DIRECTIONS:
Extract all data as written.

= = = =

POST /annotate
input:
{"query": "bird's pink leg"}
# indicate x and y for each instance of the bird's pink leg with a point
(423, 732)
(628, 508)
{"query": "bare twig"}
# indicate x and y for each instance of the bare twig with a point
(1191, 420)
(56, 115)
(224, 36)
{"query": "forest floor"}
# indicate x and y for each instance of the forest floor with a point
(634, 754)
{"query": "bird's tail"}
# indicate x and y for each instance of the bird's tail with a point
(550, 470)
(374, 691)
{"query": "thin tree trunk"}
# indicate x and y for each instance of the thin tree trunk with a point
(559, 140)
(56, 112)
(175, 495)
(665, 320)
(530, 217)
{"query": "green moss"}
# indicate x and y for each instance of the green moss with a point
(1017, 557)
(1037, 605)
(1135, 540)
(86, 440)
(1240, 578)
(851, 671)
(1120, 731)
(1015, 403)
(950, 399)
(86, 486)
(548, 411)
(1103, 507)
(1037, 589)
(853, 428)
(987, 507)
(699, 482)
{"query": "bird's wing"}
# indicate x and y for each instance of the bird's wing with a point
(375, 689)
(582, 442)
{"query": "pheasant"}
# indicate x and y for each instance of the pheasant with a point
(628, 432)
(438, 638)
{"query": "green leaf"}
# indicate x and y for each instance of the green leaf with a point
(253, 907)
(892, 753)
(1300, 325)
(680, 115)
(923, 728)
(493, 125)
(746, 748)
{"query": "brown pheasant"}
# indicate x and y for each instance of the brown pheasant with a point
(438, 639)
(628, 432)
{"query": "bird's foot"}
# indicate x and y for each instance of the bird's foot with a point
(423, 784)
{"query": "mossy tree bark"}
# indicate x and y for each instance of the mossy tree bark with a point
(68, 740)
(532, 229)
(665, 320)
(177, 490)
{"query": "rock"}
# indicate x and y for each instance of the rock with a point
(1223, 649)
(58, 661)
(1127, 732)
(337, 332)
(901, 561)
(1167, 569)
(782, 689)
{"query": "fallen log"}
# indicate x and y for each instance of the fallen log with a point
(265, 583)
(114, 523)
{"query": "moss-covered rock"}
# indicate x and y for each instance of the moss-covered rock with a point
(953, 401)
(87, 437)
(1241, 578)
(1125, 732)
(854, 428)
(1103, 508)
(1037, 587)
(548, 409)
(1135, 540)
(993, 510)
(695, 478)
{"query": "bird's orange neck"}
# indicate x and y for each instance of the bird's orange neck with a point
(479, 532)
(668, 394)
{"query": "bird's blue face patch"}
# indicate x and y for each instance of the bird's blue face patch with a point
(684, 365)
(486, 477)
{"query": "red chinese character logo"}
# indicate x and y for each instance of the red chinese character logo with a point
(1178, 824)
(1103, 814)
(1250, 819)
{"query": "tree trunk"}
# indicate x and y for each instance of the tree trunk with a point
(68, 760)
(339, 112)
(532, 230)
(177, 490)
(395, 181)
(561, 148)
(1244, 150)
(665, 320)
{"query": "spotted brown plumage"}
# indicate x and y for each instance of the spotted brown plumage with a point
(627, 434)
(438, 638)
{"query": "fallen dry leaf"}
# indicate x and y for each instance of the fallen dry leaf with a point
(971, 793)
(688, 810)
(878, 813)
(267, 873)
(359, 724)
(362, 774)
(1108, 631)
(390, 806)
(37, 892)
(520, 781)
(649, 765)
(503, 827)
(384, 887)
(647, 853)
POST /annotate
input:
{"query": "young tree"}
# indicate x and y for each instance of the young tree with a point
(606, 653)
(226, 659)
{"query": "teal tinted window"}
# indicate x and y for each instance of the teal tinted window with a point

= = = =

EXERCISE OUTPUT:
POST /annotate
input:
{"query": "bird's pink leg"}
# indicate x and y for each instance of the bird's pink leg with a point
(423, 732)
(628, 508)
{"query": "bare twig"}
# indicate x and y for each instance of the bare twig with a point
(1191, 420)
(56, 115)
(224, 36)
{"query": "forest floor"}
# indicate x and y for each instance of the forest floor with a point
(634, 754)
{"query": "bird's tail"}
# indicate x and y for each instance of the bird's tail with a point
(550, 470)
(374, 691)
{"query": "thin tree trunk"}
# indicate x and y for each instance of the thin tree trunk with a point
(559, 140)
(56, 112)
(175, 495)
(665, 320)
(530, 217)
{"query": "green moss"}
# indicate x and y for each instance of the green moss with a point
(1017, 557)
(1037, 605)
(1135, 540)
(86, 440)
(1240, 578)
(851, 671)
(1120, 731)
(1015, 403)
(950, 399)
(86, 486)
(548, 411)
(1103, 507)
(1037, 589)
(853, 428)
(987, 507)
(699, 482)
{"query": "bird's wing"}
# indicate x and y for each instance of the bird's wing with a point
(375, 689)
(582, 442)
{"query": "pheasant"}
# indicate x and y for each instance of the pheasant with a point
(628, 432)
(438, 638)
{"query": "green leaf"}
# indicate x and y for each instance of the green leaf with a point
(253, 907)
(892, 753)
(1300, 325)
(680, 115)
(923, 728)
(493, 125)
(746, 748)
{"query": "brown pheasant"}
# indicate x and y for each instance of the brown pheasant with a point
(438, 639)
(628, 432)
{"query": "bird's foot"}
# indicate x and y for each instance of the bird's foot with a point
(423, 784)
{"query": "mossy tree bark"}
# indicate x and y for each instance of the mossy tree bark with a point
(68, 740)
(532, 229)
(665, 320)
(177, 490)
{"query": "rock"}
# indicate x and y for each instance of the rock with a point
(1223, 649)
(58, 661)
(1127, 732)
(337, 332)
(901, 561)
(1167, 569)
(782, 689)
{"query": "fallen log"}
# indicate x and y for each instance of the fallen log with a point
(265, 583)
(114, 523)
{"query": "moss-covered rock"}
# indicate x and y for each instance of the moss-covered rock with a point
(953, 401)
(87, 437)
(1241, 578)
(1125, 732)
(854, 428)
(1103, 508)
(1037, 587)
(548, 409)
(1135, 540)
(993, 510)
(695, 478)
{"query": "bird's orange neck"}
# indicate x and y for each instance of the bird's orange neck with a point
(479, 532)
(668, 394)
{"query": "bird's blue face patch"}
# indicate x and y for each instance of the bird's blue face patch with a point
(684, 365)
(486, 477)
{"query": "red chinese character logo"}
# indicate x and y for each instance of the red chinese character logo with a point
(1178, 824)
(1103, 814)
(1250, 819)
{"query": "tree trunk"}
# indicate x and y for each instance of the tree trunk with a point
(68, 760)
(339, 112)
(532, 230)
(177, 490)
(395, 181)
(561, 148)
(1244, 150)
(665, 320)
{"query": "spotted brown plumage"}
# indicate x and y for each instance of the spotted brown plumage with a point
(627, 434)
(438, 638)
{"query": "fallen dry leaf"}
# indicate x and y for each instance of the fallen dry leaf with a point
(971, 793)
(688, 810)
(878, 813)
(267, 873)
(359, 724)
(362, 774)
(1108, 631)
(390, 806)
(37, 892)
(520, 781)
(649, 765)
(503, 827)
(384, 887)
(647, 853)
POST /annotate
input:
{"query": "young tree"}
# indicate x and y for each instance of the young tree with a point
(606, 653)
(226, 659)
{"query": "teal tinted window"}
# indicate x and y for each instance of the teal tinted window with a point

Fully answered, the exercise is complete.